Task:
According to the passage on Olympic Stadium below, where is the yellow seat that marked the landing spot of Willie Stargell's longest home run now preserved?

Text passage:
========

Ten years after the last Expos game at Olympic Stadium, the Toronto Blue Jays played two spring training games at the stadium against the New York Mets on March 28–29, 2014, with a total official attendance of 96,350. The Jays continued this practice in subsequent years, playing two pre-season games against the Cincinnati Reds on April 3–4, 2015 (with a combined attendance of 96,545), and playing two pre-season games versus the Boston Red Sox on April 1–2, 2016 (with a combined attendance of 106,102).
Longest home runs
Willie Stargell of the Pittsburgh Pirates hit the longest home run at Olympic Stadium on May 20, 1978, driving the ball into the second deck in right field for an estimated distance of 535 feet. The yellow seat that marked the location where the ball landed has been removed from the 300 level. The seat is now preserved at the Canadian Baseball Hall of Fame. Stargell also hit a notable home run at the Expos' original Montreal home, Jarry Park, which landed in a swimming pool beyond the right field fence.
"Oh Henry" Rodríguez hit a ball on June 15, 1997, that bounced off the concrete ring in right field, caromed up to hit the roof, and came down, hitting a speaker. The distance traveled by this ball is also estimated at 525 feet.
The longest home run hit to left field was Vladimir Guerrero's blast on July 28, 2003, that hit an advertising sign directly below the left field upper deck. The ad was later replaced with a sign reading "VLAD 502".

========

Dataset entries:
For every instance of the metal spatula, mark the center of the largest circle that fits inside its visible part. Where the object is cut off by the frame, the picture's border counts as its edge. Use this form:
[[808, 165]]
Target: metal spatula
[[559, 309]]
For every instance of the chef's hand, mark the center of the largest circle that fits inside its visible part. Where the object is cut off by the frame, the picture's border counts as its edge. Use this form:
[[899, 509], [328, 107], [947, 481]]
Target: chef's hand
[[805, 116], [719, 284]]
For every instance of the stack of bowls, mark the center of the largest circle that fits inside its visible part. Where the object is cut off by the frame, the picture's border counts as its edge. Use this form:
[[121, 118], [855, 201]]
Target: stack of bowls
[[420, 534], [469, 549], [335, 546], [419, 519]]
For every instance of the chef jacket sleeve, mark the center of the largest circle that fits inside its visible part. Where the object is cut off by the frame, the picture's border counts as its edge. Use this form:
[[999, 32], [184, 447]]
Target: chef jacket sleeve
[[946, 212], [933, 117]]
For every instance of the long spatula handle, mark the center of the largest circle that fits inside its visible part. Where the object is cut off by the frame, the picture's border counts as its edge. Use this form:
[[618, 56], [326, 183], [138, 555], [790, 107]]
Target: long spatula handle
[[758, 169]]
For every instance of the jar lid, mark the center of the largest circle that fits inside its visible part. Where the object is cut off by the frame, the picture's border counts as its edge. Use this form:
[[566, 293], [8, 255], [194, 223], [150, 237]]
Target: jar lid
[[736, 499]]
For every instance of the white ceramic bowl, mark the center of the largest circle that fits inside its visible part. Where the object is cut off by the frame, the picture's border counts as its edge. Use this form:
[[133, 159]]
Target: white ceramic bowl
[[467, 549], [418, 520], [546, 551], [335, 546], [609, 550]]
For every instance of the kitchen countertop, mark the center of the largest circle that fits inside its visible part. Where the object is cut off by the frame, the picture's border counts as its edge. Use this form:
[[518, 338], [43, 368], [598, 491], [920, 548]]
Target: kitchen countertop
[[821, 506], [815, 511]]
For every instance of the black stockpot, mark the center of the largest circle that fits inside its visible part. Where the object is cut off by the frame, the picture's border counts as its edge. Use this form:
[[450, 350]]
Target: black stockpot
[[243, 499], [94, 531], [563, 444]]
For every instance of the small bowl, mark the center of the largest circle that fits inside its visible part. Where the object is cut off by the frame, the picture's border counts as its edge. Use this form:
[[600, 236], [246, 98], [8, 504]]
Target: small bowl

========

Task solution:
At the Canadian Baseball Hall of Fame.